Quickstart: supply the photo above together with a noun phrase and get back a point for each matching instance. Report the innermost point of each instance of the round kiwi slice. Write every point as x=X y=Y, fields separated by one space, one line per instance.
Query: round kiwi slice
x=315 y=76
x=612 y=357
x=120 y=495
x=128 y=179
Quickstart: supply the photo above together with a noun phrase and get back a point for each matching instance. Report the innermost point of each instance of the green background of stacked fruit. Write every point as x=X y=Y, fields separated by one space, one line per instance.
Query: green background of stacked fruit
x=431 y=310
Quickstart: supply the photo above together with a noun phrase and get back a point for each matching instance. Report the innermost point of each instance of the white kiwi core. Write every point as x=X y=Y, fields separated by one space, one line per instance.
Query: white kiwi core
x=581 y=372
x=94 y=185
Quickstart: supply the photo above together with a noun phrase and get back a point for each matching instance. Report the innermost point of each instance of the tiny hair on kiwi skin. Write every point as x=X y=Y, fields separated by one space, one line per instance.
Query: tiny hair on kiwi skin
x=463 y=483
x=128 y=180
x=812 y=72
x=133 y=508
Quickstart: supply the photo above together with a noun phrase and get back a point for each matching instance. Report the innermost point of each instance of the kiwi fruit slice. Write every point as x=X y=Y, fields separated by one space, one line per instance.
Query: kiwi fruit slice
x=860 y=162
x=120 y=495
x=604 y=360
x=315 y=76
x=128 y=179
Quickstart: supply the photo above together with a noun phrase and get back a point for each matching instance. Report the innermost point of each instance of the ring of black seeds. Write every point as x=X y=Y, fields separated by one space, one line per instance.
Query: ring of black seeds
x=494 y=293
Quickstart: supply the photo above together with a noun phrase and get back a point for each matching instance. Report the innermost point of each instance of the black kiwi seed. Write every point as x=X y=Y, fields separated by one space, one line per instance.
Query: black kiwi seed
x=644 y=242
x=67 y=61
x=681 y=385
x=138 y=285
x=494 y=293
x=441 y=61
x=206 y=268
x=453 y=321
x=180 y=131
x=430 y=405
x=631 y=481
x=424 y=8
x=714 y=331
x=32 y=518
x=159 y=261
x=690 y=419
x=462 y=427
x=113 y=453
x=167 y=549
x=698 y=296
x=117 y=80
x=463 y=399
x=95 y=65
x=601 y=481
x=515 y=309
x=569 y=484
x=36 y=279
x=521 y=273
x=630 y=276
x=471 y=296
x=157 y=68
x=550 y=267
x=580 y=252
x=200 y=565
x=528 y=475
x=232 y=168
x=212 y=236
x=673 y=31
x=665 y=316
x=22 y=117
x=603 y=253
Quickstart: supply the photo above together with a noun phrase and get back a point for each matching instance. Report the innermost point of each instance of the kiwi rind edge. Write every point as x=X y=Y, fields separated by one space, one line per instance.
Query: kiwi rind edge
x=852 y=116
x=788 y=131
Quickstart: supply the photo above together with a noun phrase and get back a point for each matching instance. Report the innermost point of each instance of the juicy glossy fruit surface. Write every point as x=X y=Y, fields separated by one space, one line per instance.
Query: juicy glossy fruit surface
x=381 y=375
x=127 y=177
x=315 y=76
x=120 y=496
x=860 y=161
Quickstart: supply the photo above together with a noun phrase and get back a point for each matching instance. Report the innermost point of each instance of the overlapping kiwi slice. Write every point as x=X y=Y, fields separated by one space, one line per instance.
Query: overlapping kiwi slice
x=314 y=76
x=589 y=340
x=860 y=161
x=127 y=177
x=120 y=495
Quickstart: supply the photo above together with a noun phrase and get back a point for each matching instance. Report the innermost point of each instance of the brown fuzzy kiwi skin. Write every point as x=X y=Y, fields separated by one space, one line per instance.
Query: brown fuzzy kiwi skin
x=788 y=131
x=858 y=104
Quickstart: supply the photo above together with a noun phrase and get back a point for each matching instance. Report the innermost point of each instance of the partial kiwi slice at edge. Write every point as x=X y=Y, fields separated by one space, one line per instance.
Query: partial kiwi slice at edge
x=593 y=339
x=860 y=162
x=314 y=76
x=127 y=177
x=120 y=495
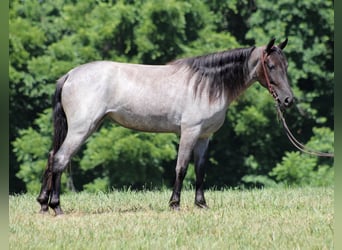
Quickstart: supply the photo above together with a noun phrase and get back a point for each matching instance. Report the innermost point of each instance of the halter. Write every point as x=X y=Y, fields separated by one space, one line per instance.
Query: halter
x=291 y=137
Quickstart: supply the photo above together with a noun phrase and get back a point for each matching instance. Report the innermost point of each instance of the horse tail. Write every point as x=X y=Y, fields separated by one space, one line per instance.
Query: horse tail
x=60 y=123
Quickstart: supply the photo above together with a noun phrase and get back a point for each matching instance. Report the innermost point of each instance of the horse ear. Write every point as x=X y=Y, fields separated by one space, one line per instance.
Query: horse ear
x=283 y=44
x=269 y=46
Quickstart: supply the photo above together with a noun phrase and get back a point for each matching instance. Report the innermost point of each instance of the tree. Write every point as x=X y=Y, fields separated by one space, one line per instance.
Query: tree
x=49 y=38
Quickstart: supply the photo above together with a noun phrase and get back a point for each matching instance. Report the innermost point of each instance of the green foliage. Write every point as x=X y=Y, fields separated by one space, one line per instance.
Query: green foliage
x=300 y=169
x=48 y=38
x=31 y=148
x=296 y=218
x=128 y=158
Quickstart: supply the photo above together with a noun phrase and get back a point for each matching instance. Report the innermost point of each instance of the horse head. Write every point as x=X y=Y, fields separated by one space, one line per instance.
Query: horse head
x=273 y=73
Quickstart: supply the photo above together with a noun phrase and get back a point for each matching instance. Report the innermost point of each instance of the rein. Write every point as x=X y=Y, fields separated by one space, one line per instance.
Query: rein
x=291 y=137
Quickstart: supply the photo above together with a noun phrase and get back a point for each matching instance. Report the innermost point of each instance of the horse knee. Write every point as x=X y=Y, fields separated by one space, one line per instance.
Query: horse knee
x=60 y=163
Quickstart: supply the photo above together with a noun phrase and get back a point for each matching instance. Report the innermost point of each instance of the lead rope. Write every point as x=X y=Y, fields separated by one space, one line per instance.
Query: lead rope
x=291 y=137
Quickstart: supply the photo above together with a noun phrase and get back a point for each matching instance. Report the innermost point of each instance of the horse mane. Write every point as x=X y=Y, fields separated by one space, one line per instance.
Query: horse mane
x=223 y=71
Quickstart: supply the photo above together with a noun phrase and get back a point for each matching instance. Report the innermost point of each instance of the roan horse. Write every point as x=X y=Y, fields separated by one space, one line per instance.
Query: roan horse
x=189 y=97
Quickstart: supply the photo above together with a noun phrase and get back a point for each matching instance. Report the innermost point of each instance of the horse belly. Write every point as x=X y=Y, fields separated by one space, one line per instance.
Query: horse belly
x=146 y=123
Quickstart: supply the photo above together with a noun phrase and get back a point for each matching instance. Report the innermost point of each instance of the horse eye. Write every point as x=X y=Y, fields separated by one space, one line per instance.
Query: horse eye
x=270 y=66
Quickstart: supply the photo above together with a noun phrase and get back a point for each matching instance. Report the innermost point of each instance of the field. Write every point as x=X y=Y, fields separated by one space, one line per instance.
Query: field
x=299 y=218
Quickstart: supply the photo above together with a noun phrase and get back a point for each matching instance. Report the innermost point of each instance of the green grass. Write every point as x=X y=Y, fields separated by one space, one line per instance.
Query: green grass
x=300 y=218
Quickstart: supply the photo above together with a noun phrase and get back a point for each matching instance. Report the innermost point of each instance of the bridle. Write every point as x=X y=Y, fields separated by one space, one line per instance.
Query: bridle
x=291 y=137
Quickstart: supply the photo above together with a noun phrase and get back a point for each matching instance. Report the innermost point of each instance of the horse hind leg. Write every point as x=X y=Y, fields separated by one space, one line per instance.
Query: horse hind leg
x=72 y=143
x=200 y=160
x=45 y=191
x=187 y=141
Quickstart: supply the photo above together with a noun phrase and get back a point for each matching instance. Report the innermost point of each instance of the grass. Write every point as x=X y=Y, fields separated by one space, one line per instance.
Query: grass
x=300 y=218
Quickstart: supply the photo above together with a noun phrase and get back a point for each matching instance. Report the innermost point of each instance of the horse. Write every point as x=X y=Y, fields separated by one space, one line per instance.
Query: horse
x=189 y=97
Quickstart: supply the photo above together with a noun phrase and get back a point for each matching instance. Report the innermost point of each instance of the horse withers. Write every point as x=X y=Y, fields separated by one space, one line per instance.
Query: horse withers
x=188 y=96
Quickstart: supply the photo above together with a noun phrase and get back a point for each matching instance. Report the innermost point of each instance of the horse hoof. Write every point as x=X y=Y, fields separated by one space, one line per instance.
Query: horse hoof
x=201 y=205
x=58 y=211
x=43 y=212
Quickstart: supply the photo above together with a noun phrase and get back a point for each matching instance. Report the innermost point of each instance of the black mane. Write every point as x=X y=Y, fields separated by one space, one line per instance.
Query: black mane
x=223 y=71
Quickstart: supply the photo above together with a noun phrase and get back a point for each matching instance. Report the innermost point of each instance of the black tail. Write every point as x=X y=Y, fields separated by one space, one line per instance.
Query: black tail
x=59 y=119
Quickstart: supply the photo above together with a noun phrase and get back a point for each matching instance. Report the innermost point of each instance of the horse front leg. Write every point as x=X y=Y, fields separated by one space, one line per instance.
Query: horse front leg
x=44 y=195
x=187 y=141
x=200 y=151
x=54 y=202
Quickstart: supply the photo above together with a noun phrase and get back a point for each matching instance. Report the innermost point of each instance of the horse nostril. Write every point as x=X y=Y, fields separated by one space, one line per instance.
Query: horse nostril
x=288 y=101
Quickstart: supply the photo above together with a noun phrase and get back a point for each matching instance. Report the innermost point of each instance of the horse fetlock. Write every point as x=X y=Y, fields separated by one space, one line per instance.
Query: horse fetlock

:::::

== EXERCISE DESCRIPTION ==
Every line above that holds "fetlock" should be copied out.

== REPLY ==
Quickstart: supply the photo above together with a noun phrase and get back a point for each matching instance. Report the innermost point of each instance of the horse fetlock. Write every point as x=X y=Y, fields separated by one space, one line per instance.
Query: horse fetlock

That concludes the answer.